▸ Instructions for the task:
Convert the items below into a two-column CSV with the header row instruction,coordinates and one row for each item. Put each item's text and its answer in separate quoted fields, turn line breaks into spaces, and leave out the pictures.
"""
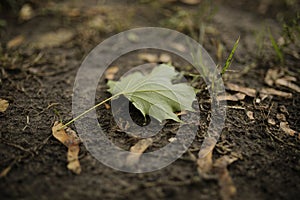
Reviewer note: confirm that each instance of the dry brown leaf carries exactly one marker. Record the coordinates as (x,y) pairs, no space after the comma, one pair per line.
(69,138)
(191,2)
(287,83)
(271,76)
(149,57)
(228,189)
(164,58)
(281,117)
(234,97)
(53,39)
(15,42)
(137,150)
(250,115)
(3,105)
(111,72)
(286,128)
(204,164)
(271,121)
(26,12)
(248,91)
(204,161)
(271,91)
(97,23)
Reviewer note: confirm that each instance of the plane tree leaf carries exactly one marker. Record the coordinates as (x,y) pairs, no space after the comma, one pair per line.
(154,94)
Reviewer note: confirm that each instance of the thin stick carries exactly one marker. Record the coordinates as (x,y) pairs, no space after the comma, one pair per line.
(90,109)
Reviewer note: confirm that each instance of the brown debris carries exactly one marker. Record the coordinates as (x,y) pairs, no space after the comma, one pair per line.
(250,115)
(287,83)
(111,72)
(234,97)
(191,2)
(271,121)
(228,189)
(148,57)
(205,164)
(164,58)
(137,150)
(275,76)
(281,117)
(271,91)
(245,90)
(26,12)
(271,76)
(286,128)
(53,39)
(15,42)
(69,138)
(3,105)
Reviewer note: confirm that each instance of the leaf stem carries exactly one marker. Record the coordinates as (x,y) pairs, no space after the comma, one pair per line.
(90,109)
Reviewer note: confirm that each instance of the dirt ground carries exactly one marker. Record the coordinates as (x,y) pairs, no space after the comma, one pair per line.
(37,76)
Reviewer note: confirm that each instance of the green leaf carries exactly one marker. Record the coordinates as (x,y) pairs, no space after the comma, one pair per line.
(154,94)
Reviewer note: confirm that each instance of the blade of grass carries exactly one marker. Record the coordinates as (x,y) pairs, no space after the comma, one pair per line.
(229,59)
(276,47)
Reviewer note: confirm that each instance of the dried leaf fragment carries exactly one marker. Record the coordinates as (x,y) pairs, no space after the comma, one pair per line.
(271,121)
(111,72)
(234,97)
(3,105)
(191,2)
(286,128)
(250,115)
(137,150)
(204,161)
(248,91)
(26,12)
(54,39)
(69,138)
(271,91)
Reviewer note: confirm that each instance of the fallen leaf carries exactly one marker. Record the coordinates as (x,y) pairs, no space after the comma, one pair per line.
(53,39)
(286,83)
(204,164)
(164,58)
(137,150)
(111,72)
(15,42)
(228,189)
(204,161)
(234,97)
(250,115)
(248,91)
(271,121)
(271,91)
(191,2)
(286,128)
(97,23)
(69,138)
(26,12)
(283,109)
(155,94)
(152,58)
(173,139)
(3,105)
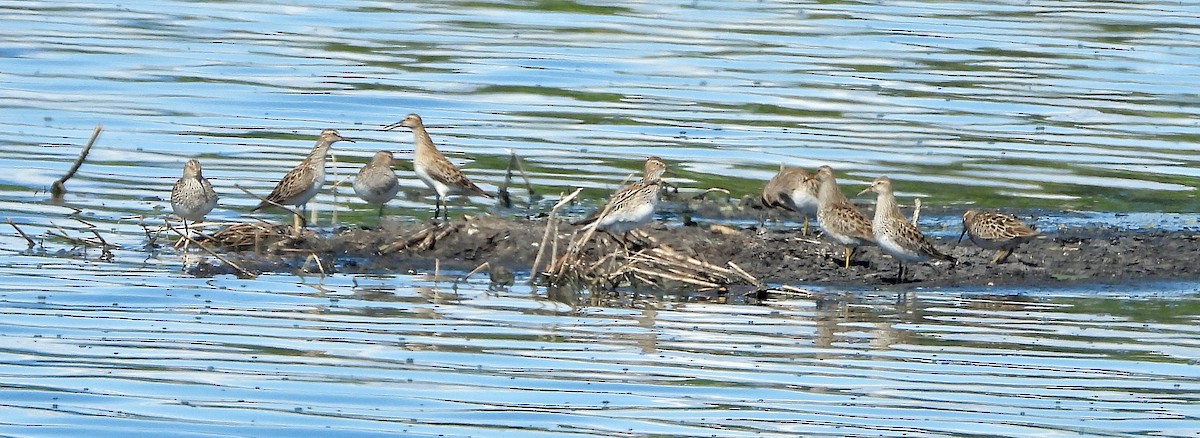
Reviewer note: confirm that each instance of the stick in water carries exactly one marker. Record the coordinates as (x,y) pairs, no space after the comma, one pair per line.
(59,187)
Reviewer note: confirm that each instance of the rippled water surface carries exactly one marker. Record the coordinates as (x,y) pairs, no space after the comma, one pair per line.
(1050,105)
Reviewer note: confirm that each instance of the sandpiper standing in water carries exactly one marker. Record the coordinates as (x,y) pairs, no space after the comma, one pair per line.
(433,168)
(994,231)
(192,197)
(377,183)
(895,234)
(633,205)
(838,217)
(793,189)
(304,181)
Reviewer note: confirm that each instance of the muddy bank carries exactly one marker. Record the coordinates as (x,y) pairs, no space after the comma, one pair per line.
(773,253)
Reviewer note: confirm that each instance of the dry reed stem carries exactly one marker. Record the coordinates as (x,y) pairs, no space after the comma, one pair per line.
(295,214)
(205,249)
(551,228)
(31,244)
(916,210)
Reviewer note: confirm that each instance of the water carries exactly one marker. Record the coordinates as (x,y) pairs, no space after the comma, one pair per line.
(1077,106)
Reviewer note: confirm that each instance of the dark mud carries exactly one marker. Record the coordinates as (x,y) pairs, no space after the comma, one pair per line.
(774,253)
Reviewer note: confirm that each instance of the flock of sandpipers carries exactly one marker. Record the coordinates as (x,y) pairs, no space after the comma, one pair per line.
(792,189)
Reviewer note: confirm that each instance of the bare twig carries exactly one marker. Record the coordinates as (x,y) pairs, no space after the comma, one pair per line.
(551,227)
(916,210)
(243,270)
(31,244)
(59,187)
(712,190)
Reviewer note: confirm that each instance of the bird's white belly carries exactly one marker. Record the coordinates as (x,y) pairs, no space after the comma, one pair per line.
(309,193)
(892,247)
(624,220)
(423,174)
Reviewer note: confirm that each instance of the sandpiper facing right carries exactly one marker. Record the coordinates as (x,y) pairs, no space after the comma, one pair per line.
(796,190)
(376,181)
(895,234)
(192,197)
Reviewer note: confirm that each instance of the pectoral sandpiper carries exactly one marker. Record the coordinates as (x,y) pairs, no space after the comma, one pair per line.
(433,168)
(377,183)
(838,217)
(895,234)
(633,205)
(793,189)
(994,231)
(192,197)
(304,181)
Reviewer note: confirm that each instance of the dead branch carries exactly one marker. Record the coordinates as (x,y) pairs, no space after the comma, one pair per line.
(551,228)
(31,244)
(59,187)
(244,273)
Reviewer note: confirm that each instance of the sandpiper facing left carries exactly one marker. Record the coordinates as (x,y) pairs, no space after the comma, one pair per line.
(895,234)
(192,197)
(994,231)
(839,219)
(796,190)
(433,168)
(304,181)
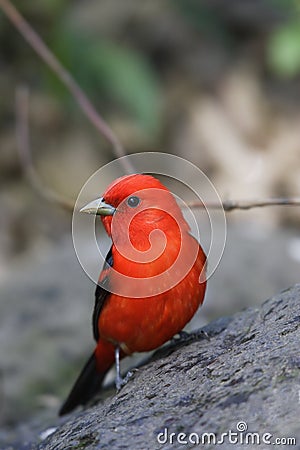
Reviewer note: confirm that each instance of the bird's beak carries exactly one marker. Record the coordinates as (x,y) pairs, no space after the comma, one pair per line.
(99,208)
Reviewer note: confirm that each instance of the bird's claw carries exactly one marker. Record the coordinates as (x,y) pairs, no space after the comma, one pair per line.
(120,382)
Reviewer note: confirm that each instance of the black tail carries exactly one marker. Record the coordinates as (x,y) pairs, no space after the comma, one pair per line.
(86,386)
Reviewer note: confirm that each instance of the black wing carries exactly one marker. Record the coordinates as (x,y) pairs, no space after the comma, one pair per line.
(101,293)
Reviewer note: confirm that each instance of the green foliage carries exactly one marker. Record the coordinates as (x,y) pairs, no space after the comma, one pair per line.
(283,50)
(111,74)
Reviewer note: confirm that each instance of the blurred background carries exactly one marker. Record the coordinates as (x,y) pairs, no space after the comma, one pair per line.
(214,81)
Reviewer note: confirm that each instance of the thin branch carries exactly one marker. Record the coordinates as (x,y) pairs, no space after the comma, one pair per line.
(48,57)
(231,205)
(22,133)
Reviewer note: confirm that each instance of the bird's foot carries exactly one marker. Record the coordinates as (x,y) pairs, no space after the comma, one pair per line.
(184,336)
(120,382)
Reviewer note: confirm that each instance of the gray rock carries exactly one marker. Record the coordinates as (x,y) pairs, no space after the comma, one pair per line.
(246,375)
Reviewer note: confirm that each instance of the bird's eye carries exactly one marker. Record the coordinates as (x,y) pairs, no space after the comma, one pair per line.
(133,201)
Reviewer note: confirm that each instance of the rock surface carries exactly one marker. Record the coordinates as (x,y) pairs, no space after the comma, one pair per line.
(246,376)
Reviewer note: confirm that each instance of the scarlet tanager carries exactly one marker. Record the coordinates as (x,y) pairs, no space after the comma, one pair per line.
(152,282)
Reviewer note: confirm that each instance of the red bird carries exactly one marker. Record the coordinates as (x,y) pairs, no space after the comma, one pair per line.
(152,282)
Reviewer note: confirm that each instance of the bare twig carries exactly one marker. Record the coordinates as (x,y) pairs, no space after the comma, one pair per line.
(25,153)
(23,135)
(231,205)
(45,53)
"""
▸ Reply:
instruction,coordinates
"Reviewer note: confirm that each instance of the dry brown leaf carries exactly one marker. Record the coordinates as (x,y) pairs, no space after the comma, one pair per line.","(69,138) (191,2) (287,83) (271,76) (149,57) (228,189) (164,58) (281,117) (234,97) (53,39) (15,42) (137,150) (250,115) (3,105) (111,72) (286,128) (204,164) (271,121) (26,12) (248,91) (204,161) (271,91) (97,23)"
"Reviewer note: confirm that each instance of the plane tree leaf carries exactly one marker. Record the coordinates as (x,y) pairs, no space after the comma, one pair per line.","(154,94)"
"Reviewer note: confirm that each instance of the thin stick carries exactly one marker. Record the coordinates as (x,y) pairs, no space after the comma, one pair per line.","(90,109)"
"Reviewer note: confirm that each instance of the brown debris carries exactly one marker. Record the coordinates as (x,y) pairs, no space after the comma, one pair per line.","(250,115) (287,83) (111,72) (234,97) (191,2) (271,121) (228,189) (148,57) (205,164) (164,58) (137,150) (275,76) (281,117) (271,91) (245,90) (26,12) (271,76) (286,128) (53,39) (15,42) (69,138) (3,105)"
"Reviewer note: confirm that each instance of the leaf stem carries exactly one marker. Record the coordinates as (x,y) pairs, no space after the comma, one pair per line.","(90,109)"
"Reviewer note: confirm that each instance of the dirt ground carries exactly one marker. Record the coordinates as (x,y) pairs, no space after the comma, one pair per line.","(37,76)"
"Reviewer note: confirm that each instance of the green leaf carries exactly one marker. Record the coordinates as (x,y) pairs, no space after the comma, one pair per line.","(154,94)"
"Reviewer note: confirm that each instance of the blade of grass carries exactly one marker. Record the coordinates as (x,y) pairs, no space after the comma, one pair per line.","(229,59) (276,47)"
"Reviewer note: confirm that each instance of the dried leaf fragment carries exactly one marker. Record the coordinates as (x,y) pairs, no space after the comma, one pair per line.","(271,121) (111,72) (234,97) (3,105) (191,2) (286,128) (250,115) (137,150) (204,161) (248,91) (26,12) (54,39) (69,138) (271,91)"
"Reviewer note: confirm that each instance of the fallen leaf carries exactly one marker. Record the coordinates as (x,y) pairs, no space after the comma, one pair per line.","(53,39) (286,83) (204,164) (164,58) (137,150) (111,72) (15,42) (228,189) (204,161) (234,97) (250,115) (248,91) (271,121) (271,91) (191,2) (286,128) (97,23) (69,138) (26,12) (283,109) (155,94) (152,58) (173,139) (3,105)"
"Reviewer note: confirm that each instance of the stick in water carries exactly one marker. Record the coordinates as (x,y) pairs, no space after the comma, one pair per line.","(59,187)"
"Reviewer note: confirm that each instance of the rippled water surface carries exactly one marker. Record the coordinates as (x,y) pairs, no space after the comma, one pair per line.","(1050,105)"
"Reviewer note: confirm that each instance of the sandpiper standing in water carries exactly one marker. Record the coordinates as (x,y) pairs, no space after the comma, one pair per line.","(433,168) (994,231) (192,197) (377,183) (895,234) (633,205) (838,217) (793,189) (304,181)"
"Reviewer note: confirm that each instance of the muddy bank carries exactly one marker. Record the coordinates as (x,y) pairs, no space after the comma, one pair per line.","(773,253)"
"Reviewer note: confirm that each instance of the dry reed stem carries exactly one marker. Record the coordinates as (x,y) pairs, no space after the comma, one pair per line.","(295,214) (205,249) (551,228) (31,244) (916,210)"
"Reviewer note: confirm that each instance of the water carries exactly one marker. Record the coordinates as (x,y) pairs, no space after the comma, one pair per line.","(1077,106)"
"Reviewer note: confirm that each instance of the dark mud carries exactly one marker. Record the coordinates as (x,y) pairs, no space after the comma, one pair per line.","(774,253)"
"Reviewer note: confirm that each instance of the flock of sandpipers carries exactly one marker. Record the coordinates as (x,y) pairs, no space after the comma, one pair per line.","(792,189)"
"Reviewer note: confirm that each instance of the bare twig carries exactly one marker. Record the coordinates as (x,y) pairs, no space after the comma, one pair per line.","(551,227) (916,210) (243,270) (31,244) (59,187) (712,190)"
"Reviewer note: confirm that each instance of the bird's white belly carries exactly one marker. Record the coordinates as (x,y) pairs, no space after the comma, one pair per line.","(309,193) (892,247) (624,220) (423,174)"
"Reviewer note: confirm that each instance of the sandpiper facing right carries exactly one marker. Record the coordinates as (x,y) pairs, no space after the comma, one pair per line.","(796,190) (376,181) (895,234) (192,197)"
"Reviewer note: confirm that each instance of the pectoral sandpiper carries exactly one marker. Record the coordinates as (x,y) pairs, no space after the comma, one pair per line.","(433,168) (377,183) (838,217) (895,234) (633,205) (793,189) (994,231) (192,197) (304,181)"
"Reviewer note: confirm that each instance of the dead branch carries exactly one marker. Record the coordinates as (x,y) pairs, no space after the comma, one pair per line.","(551,228) (31,244) (59,187) (244,273)"
"Reviewer note: confirm that each instance of the sandpiper facing left carries exactly one marker. Record the coordinates as (x,y) pairs, no space after the comma, one pair per line.","(895,234) (192,197) (994,231) (839,219) (796,190) (433,168) (304,181)"
"Reviewer note: confirm that each instance of the bird's beak carries exactly one marker. Record the coordinates as (x,y) pairs, no space after the comma, one pair per line.","(99,208)"
"Reviewer note: confirm that each instance of the bird's claw carries exactly one marker. Record the coordinates as (x,y) pairs, no space after the comma, one pair per line.","(120,382)"
"Reviewer note: confirm that each instance of the black tail carries exactly one marker. Record the coordinates as (x,y) pairs, no space after the comma, one pair per line.","(86,386)"
"Reviewer note: confirm that each instance of the black wing carries exactly one marker. Record the coordinates as (x,y) pairs, no space after the comma, one pair per line.","(101,293)"
"Reviewer note: confirm that each instance of the green foliage carries exactly one marker. Record the coordinates as (x,y) pairs, no space after the comma, one pair per line.","(283,50) (111,74)"
"Reviewer note: confirm that each instance of the blurred background carries exactly one marker. Record the coordinates as (x,y) pairs, no space after the comma, one pair per line.","(214,81)"
"Reviewer note: confirm that each instance of the thin branch carries exactly one marker. Record the coordinates as (x,y) pairs, no space after the comma, one pair per line.","(48,57) (231,205) (22,133)"
"Reviewer note: confirm that each instance of the bird's foot carries exactly one marker. Record the coordinates as (x,y) pairs, no space after the comma, one pair per line.","(184,336) (120,382)"
"Reviewer note: confirm that each instance of the gray rock carries exactly one marker. Record the coordinates as (x,y) pairs, no space after the comma, one pair per line.","(246,375)"
"Reviewer note: confirm that each instance of the bird's eye carries exactly one marker. Record the coordinates as (x,y) pairs, no space after the comma, one pair per line.","(133,201)"
"Reviewer note: confirm that each instance of the rock surface carries exactly one marker. Record the coordinates as (x,y) pairs, no space after the comma, one pair per line.","(246,376)"
"Reviewer note: confirm that each instance of the scarlet tanager carries exactly one marker. Record the coordinates as (x,y) pairs, no space after the comma, one pair per line.","(152,282)"
"Reviewer note: confirm that each instance of the red bird carries exactly one marker. Record the coordinates as (x,y) pairs, no space after the comma, one pair per line.","(152,282)"
"Reviewer note: confirm that each instance of the bare twig carries exactly one marker. Record the coordinates as (x,y) pairs, no space after the comma, one pair per line.","(25,153) (23,135) (231,205) (45,53)"